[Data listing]
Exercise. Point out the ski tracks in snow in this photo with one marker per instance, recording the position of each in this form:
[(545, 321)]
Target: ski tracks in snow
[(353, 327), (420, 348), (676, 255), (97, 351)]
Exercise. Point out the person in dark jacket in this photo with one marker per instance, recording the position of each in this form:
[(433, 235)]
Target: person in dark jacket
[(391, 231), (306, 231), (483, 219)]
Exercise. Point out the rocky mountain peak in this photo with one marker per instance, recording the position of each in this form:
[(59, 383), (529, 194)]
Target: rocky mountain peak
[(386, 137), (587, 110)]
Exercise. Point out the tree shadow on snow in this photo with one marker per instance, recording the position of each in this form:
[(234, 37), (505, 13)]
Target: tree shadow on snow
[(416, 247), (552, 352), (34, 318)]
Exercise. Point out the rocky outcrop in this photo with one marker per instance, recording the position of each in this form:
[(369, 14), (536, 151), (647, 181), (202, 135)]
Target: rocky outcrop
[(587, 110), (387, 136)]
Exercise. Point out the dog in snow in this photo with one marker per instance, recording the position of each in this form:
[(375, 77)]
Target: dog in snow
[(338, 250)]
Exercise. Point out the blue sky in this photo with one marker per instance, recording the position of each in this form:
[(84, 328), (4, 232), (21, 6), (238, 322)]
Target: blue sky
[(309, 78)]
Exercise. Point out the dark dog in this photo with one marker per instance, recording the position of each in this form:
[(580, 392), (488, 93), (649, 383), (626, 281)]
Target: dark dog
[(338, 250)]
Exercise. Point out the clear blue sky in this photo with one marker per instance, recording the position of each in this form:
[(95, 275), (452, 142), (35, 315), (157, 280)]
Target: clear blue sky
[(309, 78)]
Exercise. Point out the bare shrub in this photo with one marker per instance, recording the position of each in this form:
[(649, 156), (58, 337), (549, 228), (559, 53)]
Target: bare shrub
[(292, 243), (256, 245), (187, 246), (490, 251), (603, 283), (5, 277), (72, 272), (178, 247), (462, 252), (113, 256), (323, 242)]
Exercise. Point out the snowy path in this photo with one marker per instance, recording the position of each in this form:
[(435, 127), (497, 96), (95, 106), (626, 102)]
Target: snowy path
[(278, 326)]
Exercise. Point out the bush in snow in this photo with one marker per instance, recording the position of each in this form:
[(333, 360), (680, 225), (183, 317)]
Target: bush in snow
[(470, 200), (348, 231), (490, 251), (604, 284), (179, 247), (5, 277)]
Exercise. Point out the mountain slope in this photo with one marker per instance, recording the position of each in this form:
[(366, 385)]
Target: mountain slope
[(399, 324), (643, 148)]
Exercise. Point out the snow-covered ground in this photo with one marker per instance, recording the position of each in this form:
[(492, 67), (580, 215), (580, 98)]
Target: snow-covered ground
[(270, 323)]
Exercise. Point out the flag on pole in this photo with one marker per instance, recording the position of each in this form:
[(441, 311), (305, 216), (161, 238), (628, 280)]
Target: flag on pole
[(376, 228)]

### TASK PROMPT
Lay out everything from the line containing "Exercise. Point out the mountain" down to the line containing "[(270, 323)]", both included, as a Markdown table with the columns Row and Line. Number each line, skip blank lines, and include no other lines.

### OUTPUT FOR THIS TASK
| Row | Line |
|---|---|
| 1 | Exercise. Point out the mountain slope in this photo with one marker per instance, recording the position of each in this form: |
| 2 | [(366, 385)] |
| 3 | Target: mountain slope |
| 4 | [(399, 324), (643, 148)] |
| 5 | Exercise. Point out the snow-covered ground in this photo with one marker per instance, recording the position of each in this form: |
| 6 | [(492, 67), (580, 215), (580, 98)] |
| 7 | Target: snow-covered ground |
| 8 | [(270, 323)] |